WORK TO DO:
Find each line of the records below that contains the string "Query" and copy those lines. Case counts.

STORED DATA:
** Start **

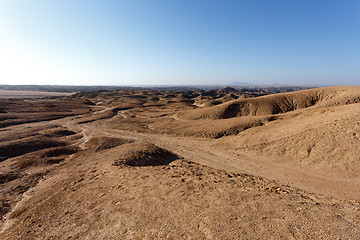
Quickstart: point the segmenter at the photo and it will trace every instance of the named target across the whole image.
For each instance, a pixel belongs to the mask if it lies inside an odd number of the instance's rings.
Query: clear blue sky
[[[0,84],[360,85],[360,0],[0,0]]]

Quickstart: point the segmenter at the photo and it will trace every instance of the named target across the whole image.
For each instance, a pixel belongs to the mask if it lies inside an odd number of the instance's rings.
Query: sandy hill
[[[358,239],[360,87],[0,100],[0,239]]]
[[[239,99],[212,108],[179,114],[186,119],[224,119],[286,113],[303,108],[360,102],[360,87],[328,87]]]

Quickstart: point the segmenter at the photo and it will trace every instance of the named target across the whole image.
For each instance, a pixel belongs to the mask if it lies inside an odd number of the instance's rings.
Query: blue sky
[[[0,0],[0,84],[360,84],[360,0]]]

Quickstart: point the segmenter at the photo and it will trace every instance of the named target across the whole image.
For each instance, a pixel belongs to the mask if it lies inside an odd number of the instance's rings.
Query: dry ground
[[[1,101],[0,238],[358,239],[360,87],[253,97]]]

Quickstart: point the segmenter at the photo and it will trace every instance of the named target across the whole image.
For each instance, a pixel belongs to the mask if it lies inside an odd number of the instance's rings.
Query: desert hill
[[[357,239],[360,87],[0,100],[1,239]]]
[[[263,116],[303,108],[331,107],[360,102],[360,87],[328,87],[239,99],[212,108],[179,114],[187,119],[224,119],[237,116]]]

** End **
** Start **

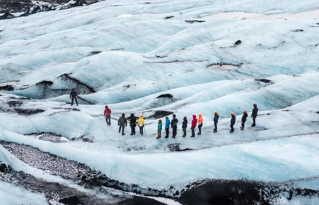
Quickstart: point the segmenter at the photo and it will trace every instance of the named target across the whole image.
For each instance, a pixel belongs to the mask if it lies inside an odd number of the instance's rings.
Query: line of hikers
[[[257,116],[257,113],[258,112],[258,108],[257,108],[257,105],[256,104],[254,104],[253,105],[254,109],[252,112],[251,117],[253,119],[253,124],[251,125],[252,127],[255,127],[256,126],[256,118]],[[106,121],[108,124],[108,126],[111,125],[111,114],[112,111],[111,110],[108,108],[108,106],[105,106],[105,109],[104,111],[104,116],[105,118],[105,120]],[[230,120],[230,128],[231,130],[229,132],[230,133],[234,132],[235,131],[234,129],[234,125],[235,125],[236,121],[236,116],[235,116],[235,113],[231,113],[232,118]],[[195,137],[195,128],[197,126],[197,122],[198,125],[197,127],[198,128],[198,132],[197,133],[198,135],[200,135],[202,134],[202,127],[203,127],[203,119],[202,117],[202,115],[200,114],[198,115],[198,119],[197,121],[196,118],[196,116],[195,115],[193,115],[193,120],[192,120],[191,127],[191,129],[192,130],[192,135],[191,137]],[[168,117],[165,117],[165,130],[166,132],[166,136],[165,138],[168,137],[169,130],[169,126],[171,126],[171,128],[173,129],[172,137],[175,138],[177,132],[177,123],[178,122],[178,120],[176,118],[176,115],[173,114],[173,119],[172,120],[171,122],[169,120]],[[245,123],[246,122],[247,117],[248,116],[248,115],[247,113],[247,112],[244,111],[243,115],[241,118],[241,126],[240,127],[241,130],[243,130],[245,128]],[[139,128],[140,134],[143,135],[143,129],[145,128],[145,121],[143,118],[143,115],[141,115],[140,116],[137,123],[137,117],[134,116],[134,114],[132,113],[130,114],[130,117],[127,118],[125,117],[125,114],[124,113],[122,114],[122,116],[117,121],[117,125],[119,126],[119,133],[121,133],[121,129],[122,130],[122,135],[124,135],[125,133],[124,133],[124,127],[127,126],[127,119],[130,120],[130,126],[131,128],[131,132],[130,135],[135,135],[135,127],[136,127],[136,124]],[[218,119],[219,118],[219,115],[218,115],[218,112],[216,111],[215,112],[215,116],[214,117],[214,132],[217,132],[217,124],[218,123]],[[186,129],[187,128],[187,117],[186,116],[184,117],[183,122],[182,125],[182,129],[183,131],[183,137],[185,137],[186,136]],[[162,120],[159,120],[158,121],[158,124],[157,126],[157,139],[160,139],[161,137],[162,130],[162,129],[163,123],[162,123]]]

** End **
** Start **

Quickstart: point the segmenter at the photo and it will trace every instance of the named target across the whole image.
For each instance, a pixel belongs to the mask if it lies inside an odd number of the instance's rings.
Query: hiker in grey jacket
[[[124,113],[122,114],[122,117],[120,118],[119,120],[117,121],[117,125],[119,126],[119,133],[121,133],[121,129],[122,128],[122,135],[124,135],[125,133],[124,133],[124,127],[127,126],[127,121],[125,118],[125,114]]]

** End **

CORRECT RESPONSE:
Query: clear blue sky
Query: sandy hill
Query: blue sky
Query: dry ground
Query: desert hill
Query: line of hikers
Query: hiker in grey jacket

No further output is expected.